** EXERCISE A **
Rescale the records from the line containing "Locate the antenna" through the line containing "(1247, 455)", both ends included, and give only those lines. Repeat every line, requests too, but multiply each answer coordinate by 2.25 and round it to a whole number, with halves rounding up.

** PAGE EXTRACT **
:::::
IRC channel logs

<sneek>Welcome back chrislck :)

<stis>Been spending time on inmproving python-on-guiles speed. really nice

<stis>But i think that we could improve guiles hash for integers, thhere is some experience that indicates that integers shouhuld ne translated as is , I think python does it

<stis>Now python on guiles list compreshensions are 10x faster than cpython

***sneek_ is now known as sneek

<pinoaffe>stis: wow, that's cool!

<wingo>civodul: wrt wip-tree-il-sourcev i think it is a great change but i wonder about having it in 3.0 -- i.e. there are other tree-il producers (fewer consumers tho)

<wingo>string->symbol improvement is great tho! you will need to check though not only for start == 0 but also that the stringbuf length is the string length

<civodul>oh right

<civodul>wingo: i'd expect producers to be unaffected: they can still provide alists, and that should be fine

<civodul>the code is prepared to deal with both (which is not ideal, but keeps compatibility)

<civodul>WDYT?

<wingo>civodul: ah yes i see! very clever

<wingo>how does that work for the compilers?

<wingo>they never inspect the src ?

<civodul>you mean for the layers above treeil?

<wingo>below

<civodul>ah yes, they do

<civodul>some access the 'src' field directly

<wingo>i mean the tree-il->cps and tree-il->bytecode ocmpilers

<civodul>that's why it goes down the layers as sourcev

<wingo>i saw you patched up some analysis/error passes in tree-il

<civodul>yes

<wingo>but the cps compiler never inspects the src?

<wingo>interesting

<civodul>because these lower layers don't call tree-il-src, they can receive either a sourcev or an alist

<wingo>neat

<civodul>the CPS compiler just passes src around without inspecting it AFAICS

<wingo>lgtm then!
:::::
** EXERCISE B **
Copy the stretch of the IRC log from "<pinoaffe>stis: wow, that's" through "but keeps compatibility)" word for word.

** DATA LINES **
:::::
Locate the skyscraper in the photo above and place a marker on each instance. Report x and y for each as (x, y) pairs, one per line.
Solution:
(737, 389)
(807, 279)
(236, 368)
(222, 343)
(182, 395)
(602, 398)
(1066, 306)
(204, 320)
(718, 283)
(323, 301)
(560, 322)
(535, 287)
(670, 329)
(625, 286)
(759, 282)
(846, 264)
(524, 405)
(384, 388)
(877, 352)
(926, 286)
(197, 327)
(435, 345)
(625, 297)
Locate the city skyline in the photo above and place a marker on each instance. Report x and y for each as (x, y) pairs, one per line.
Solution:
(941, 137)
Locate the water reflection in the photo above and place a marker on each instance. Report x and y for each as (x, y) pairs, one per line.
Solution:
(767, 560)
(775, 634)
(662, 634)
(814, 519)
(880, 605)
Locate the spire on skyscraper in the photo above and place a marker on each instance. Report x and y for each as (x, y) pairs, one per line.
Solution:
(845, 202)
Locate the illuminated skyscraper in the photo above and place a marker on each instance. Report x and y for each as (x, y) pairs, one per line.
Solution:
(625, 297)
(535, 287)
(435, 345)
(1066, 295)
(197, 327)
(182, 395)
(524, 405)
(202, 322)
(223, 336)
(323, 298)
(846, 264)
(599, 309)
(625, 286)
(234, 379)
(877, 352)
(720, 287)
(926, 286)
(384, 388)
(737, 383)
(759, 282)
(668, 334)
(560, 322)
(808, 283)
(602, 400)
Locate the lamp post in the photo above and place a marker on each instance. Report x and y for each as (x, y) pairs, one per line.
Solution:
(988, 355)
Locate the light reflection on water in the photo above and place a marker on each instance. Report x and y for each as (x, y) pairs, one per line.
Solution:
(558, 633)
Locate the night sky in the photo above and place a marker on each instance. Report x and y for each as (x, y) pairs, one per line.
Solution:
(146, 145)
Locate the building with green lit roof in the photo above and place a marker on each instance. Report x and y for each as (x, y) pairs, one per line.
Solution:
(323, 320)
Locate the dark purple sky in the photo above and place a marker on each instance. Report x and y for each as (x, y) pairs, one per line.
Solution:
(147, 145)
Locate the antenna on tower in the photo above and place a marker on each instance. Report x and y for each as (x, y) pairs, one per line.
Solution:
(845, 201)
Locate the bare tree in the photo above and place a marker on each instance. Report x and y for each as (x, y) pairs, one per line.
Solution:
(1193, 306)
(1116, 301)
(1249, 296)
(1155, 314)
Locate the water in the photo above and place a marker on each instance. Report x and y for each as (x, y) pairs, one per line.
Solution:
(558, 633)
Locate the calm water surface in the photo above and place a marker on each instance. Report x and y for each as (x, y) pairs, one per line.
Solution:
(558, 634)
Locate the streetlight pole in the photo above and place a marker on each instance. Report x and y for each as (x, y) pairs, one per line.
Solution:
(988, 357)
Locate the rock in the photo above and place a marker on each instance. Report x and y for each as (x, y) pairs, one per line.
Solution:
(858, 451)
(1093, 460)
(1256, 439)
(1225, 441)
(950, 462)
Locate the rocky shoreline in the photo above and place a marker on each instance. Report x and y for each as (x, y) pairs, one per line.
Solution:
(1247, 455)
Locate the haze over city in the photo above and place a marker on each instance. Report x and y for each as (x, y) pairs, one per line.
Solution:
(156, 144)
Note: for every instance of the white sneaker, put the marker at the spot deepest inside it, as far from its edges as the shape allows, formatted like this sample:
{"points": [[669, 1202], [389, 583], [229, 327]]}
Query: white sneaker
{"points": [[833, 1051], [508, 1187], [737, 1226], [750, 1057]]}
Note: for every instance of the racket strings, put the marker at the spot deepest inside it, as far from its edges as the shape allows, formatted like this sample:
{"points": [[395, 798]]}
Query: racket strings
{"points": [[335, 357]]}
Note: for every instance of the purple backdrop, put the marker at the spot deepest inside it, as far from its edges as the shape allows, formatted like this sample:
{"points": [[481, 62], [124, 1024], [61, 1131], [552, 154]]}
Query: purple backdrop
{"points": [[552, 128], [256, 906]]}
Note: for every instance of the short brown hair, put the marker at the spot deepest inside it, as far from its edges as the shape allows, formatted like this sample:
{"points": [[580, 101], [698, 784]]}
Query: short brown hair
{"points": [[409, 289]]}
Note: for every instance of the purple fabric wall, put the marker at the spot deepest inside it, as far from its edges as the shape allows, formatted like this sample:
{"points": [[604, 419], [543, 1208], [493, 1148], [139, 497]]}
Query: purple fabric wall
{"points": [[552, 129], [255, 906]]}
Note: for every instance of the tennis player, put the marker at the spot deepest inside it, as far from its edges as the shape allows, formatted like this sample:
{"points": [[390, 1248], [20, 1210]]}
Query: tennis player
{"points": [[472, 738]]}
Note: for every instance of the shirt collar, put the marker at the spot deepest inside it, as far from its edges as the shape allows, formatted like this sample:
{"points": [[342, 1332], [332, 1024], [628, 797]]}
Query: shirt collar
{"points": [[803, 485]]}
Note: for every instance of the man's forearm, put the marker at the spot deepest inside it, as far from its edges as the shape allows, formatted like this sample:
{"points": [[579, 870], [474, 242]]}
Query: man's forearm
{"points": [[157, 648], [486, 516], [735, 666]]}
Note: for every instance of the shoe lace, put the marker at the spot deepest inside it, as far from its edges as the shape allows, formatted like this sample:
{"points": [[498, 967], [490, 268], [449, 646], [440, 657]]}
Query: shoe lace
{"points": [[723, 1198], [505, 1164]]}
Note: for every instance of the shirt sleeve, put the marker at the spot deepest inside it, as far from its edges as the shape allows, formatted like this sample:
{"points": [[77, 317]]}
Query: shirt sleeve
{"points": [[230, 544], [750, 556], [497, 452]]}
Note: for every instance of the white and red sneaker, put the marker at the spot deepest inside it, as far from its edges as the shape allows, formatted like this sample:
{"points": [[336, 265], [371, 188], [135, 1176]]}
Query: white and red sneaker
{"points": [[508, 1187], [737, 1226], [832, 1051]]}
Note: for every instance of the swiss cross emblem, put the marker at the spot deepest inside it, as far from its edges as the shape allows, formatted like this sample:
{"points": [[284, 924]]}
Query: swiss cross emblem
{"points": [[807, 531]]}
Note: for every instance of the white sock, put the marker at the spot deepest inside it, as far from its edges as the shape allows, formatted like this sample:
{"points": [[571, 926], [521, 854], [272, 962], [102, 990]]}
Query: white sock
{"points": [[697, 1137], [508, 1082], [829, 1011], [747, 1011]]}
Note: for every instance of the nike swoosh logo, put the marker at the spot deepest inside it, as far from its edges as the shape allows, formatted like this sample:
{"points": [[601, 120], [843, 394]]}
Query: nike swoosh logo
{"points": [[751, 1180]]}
:::::
** TASK OUTPUT A **
Locate the antenna on tower in the photo above and place a marker on each instance. Report x and y for each as (x, y) pairs, one per line.
Solution:
(1901, 452)
Locate the bare tree in the photo above and place a marker on each instance. Report x and y for each as (x, y) pairs, one per line.
Solution:
(2684, 689)
(2511, 677)
(2810, 666)
(2599, 707)
Locate the water in the photo above and place a marker on each instance. Report x and y for each as (x, y) pairs, one per line.
Solution:
(1256, 1424)
Locate the calm water surface in the photo above and place a marker on each instance. Report x and y for each as (x, y) pairs, one per line.
Solution:
(1256, 1427)
Locate the streetlight pole in the photo above and place a marker on each instance. Report x and y for each as (x, y) pairs, one per line.
Solution:
(2223, 803)
Locate the rock in the photo above and place a marker on each instance. Report x and y for each as (x, y) pairs, one per line.
Solution:
(1931, 1015)
(2459, 1035)
(2826, 988)
(2756, 992)
(2138, 1040)
Locate the rocky shoreline in the photo above and place a marker on each instance. Report x and y for each as (x, y) pairs, one per line.
Solution:
(2806, 1024)

** TASK OUTPUT B **
<pinoaffe>stis: wow, that's cool!

<wingo>civodul: wrt wip-tree-il-sourcev i think it is a great change but i wonder about having it in 3.0 -- i.e. there are other tree-il producers (fewer consumers tho)

<wingo>string->symbol improvement is great tho! you will need to check though not only for start == 0 but also that the stringbuf length is the string length

<civodul>oh right

<civodul>wingo: i'd expect producers to be unaffected: they can still provide alists, and that should be fine

<civodul>the code is prepared to deal with both (which is not ideal, but keeps compatibility)